» **Activity**: Return each line of the listing exactly as written.

» **Data excerpts**:
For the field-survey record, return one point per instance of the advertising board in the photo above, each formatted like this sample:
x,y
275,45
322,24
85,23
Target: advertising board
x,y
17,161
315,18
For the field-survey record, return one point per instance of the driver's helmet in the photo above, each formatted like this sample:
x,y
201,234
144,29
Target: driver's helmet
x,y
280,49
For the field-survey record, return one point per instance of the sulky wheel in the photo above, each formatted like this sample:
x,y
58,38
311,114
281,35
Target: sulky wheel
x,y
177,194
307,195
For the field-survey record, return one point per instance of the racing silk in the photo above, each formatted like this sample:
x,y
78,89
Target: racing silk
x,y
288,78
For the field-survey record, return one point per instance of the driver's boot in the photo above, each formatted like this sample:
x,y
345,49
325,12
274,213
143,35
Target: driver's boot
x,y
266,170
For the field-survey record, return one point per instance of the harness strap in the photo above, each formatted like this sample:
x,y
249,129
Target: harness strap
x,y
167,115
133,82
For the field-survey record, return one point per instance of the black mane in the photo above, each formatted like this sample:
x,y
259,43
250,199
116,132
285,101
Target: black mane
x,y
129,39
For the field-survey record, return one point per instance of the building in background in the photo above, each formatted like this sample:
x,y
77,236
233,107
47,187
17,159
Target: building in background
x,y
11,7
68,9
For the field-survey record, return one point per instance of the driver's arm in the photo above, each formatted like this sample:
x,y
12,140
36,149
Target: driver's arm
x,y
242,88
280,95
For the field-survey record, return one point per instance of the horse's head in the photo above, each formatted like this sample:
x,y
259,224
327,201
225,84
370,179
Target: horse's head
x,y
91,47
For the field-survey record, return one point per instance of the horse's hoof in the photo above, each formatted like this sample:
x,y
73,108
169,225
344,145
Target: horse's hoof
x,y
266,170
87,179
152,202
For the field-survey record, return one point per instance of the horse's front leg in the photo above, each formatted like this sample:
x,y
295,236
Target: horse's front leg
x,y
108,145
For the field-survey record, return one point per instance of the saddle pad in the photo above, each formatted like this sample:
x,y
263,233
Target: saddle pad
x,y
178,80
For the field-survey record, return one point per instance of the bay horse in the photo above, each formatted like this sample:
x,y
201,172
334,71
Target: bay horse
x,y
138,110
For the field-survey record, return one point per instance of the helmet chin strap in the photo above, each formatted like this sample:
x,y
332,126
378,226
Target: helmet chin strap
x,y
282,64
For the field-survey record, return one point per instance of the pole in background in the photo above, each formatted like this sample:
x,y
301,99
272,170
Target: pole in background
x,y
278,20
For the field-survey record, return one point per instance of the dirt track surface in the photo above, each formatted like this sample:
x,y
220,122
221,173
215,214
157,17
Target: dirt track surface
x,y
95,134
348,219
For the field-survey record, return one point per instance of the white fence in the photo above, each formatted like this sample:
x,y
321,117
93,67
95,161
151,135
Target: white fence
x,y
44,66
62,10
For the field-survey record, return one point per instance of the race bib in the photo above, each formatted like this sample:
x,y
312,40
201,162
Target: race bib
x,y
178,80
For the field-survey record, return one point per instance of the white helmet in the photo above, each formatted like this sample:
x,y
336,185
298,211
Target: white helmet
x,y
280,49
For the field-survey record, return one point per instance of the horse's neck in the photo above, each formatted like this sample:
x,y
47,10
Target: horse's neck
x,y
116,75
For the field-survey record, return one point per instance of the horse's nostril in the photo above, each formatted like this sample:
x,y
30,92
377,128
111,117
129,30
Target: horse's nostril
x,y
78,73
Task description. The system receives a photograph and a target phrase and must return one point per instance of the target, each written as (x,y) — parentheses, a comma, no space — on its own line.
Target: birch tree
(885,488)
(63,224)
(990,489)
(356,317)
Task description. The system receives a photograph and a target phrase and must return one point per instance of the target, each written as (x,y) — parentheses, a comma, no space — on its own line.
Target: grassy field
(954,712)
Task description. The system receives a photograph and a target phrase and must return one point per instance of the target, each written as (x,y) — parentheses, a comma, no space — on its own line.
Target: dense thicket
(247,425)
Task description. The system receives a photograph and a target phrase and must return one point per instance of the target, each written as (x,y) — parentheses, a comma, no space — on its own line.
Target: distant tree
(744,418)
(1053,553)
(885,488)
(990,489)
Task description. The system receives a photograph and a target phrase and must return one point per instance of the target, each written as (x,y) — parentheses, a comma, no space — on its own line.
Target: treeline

» **Exercise output**:
For the field-survey record, return one point per instance of the advertising board in the photo above, each formatted like this sample:
x,y
275,45
322,24
85,23
Target: advertising board
x,y
17,161
315,18
For the field-survey record, return one point per instance of the driver's helmet in the photo above, each formatted like this sample:
x,y
201,234
144,29
Target: driver's helmet
x,y
280,49
For the field-survey record, return one point per instance of the sulky wheel in the photo above, each formatted like this sample:
x,y
58,38
311,114
281,35
Target: sulky wheel
x,y
177,194
307,195
For the field-survey record, return one point per instance of the racing silk in the photo above, each formatted like this sample:
x,y
78,89
Target: racing silk
x,y
288,78
For the field-survey record, return one point per instance of the driver's boot in the photo above, each formatted like this sample:
x,y
345,49
325,12
274,213
143,35
Target: driver's boot
x,y
266,170
For the field-survey record, return one point per instance of the harness strap in the photo above, each formatted like this sample:
x,y
249,129
Target: harness strap
x,y
167,115
133,82
For the field-survey record, return one point per instance of the black mane in the photo above, each formatted like this sample:
x,y
259,43
250,199
116,132
285,101
Target: black mane
x,y
129,39
For the field-survey record, return one point per instance of the building in background in the photo above, each formatted like this sample:
x,y
77,236
233,107
47,187
17,159
Target: building in background
x,y
11,7
68,9
For the field-survey record, return one point per instance of the driver's arm in the photo above, each formatted like this sample:
x,y
12,140
36,149
Target: driver's arm
x,y
242,88
280,95
For the field-survey record, return one point per instance of the horse's head in the photo above, each formatted like this sample:
x,y
259,224
327,201
225,84
370,179
Target: horse's head
x,y
91,47
For the field-survey record, return one point per instance of the horse's hoof in the photo above, each formatted like this sample:
x,y
73,108
169,225
344,145
Target: horse's hoof
x,y
266,170
87,179
152,202
For the field-survey record, return one point per instance of the horse's front leg in the photo above, each formatted like this sample:
x,y
295,236
Target: horse's front leg
x,y
108,145
For the field-survey record, return one point per instance of the saddle pad in the photo above, each formatted like this sample:
x,y
263,233
Target: saddle pad
x,y
178,80
For the field-survey record, return one point per instance of the bay horse in the photo above, each formatted like this sample:
x,y
201,172
334,71
Target: bay horse
x,y
138,110
For the field-survey record, return one point per instance of the helmet chin strap in the photo above, each formatted like this sample:
x,y
332,126
378,226
Target: helmet chin strap
x,y
282,64
For the field-survey record, return one point per instance of the pole in background in the photo above, each formatted like this sample:
x,y
301,99
272,170
Target: pole in background
x,y
278,20
For the field-survey record, return one point per instance of the dirt track surface in the photo above, each formatted like this sample:
x,y
220,122
221,173
215,214
157,17
Target: dirt track surface
x,y
95,134
348,219
For the field-survey record, return one point per instance of the white fence in the photo above, each formatted like this sample:
x,y
321,117
93,67
95,161
151,135
Target: white fence
x,y
44,66
62,10
For the field-survey record, return one point per instance of the race bib in the photo above, each formatted like this sample:
x,y
312,40
201,162
Target: race bib
x,y
178,80
For the field-survey record, return one point per instance of the white helmet in the photo above, each formatted like this sample:
x,y
336,185
298,211
Target: white helmet
x,y
280,49
For the field-survey record, return one point per instance of the horse's neck in the photo above, each formatted like this sample:
x,y
47,10
Target: horse's neck
x,y
116,75
For the field-survey record, return one point per instance of the horse's nostril in the photo above, each formatted like this sample:
x,y
30,92
377,128
111,117
129,30
Target: horse's nostril
x,y
78,73
Task description. The system receives a photograph and a target phrase and must return one point per instance of the target, each written as (x,y) — parentheses, a comma, no space — on its own line.
Target: birch tree
(885,488)
(63,224)
(990,489)
(356,317)
Task description. The system receives a photograph and a target phrase and must return one point per instance of the target, each written as (x,y) — parentheses, a comma, no space — on its own line.
Target: grassy field
(954,712)
Task description. The system receives a photograph and a target phrase and must return one point per instance of the target, each written as (x,y) — parentheses, a comma, no space — on its own line.
Target: dense thicket
(247,425)
Task description. The system receives a photograph and a target phrase and must return one point per instance of the target, each written as (x,y) — parentheses, a comma, no space — on its own line.
Target: distant tree
(744,418)
(1053,553)
(885,488)
(990,489)
Task description. The system receives a photograph and a target phrase and must return one point per instance of the target, each written as (x,y) — parentheses, a comma, no space — on its own line.
Target: treeline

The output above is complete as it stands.